◆ WORK TO BE COMPLETED:
Swap "patio umbrella" for "beach umbrella" in the lines from the one containing "# trace the outline of every instance of the patio" through the end of the records, and write out only those lines with everything else unchanged.

===

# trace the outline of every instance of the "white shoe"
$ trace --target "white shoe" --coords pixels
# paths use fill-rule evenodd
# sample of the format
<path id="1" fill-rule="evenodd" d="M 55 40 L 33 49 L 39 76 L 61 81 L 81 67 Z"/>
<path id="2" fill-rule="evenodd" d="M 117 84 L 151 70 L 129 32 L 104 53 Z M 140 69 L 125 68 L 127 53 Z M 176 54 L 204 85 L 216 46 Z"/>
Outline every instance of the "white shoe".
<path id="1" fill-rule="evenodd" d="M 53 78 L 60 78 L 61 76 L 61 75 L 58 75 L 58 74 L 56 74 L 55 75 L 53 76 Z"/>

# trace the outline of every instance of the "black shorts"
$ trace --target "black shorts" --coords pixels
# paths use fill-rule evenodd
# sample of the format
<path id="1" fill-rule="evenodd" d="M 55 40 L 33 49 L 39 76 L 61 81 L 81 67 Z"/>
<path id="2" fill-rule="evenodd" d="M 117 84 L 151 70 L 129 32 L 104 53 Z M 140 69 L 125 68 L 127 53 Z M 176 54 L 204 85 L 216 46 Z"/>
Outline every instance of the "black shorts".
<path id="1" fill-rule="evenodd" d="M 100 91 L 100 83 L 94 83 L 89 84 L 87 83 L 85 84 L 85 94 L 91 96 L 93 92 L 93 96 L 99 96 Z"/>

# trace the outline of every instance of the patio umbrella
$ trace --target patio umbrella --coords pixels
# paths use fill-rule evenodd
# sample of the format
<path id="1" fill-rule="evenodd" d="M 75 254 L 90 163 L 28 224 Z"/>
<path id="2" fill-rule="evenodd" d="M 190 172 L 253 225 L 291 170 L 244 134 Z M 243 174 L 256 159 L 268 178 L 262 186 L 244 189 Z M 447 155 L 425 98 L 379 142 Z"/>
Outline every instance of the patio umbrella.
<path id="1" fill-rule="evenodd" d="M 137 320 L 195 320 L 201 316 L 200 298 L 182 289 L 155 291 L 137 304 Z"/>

===

◆ CORRECT OUTPUT:
# trace the outline of every instance of the beach umbrella
$ trace --target beach umbrella --coords pixels
# paths use fill-rule evenodd
# sample of the format
<path id="1" fill-rule="evenodd" d="M 75 254 L 90 163 L 28 224 Z"/>
<path id="2" fill-rule="evenodd" d="M 190 172 L 253 225 L 291 170 L 244 134 Z M 243 174 L 256 159 L 268 178 L 262 186 L 244 189 Z M 447 155 L 425 98 L 379 142 Z"/>
Outline every instance of the beach umbrella.
<path id="1" fill-rule="evenodd" d="M 137 320 L 195 320 L 201 316 L 200 298 L 182 289 L 155 291 L 137 304 Z"/>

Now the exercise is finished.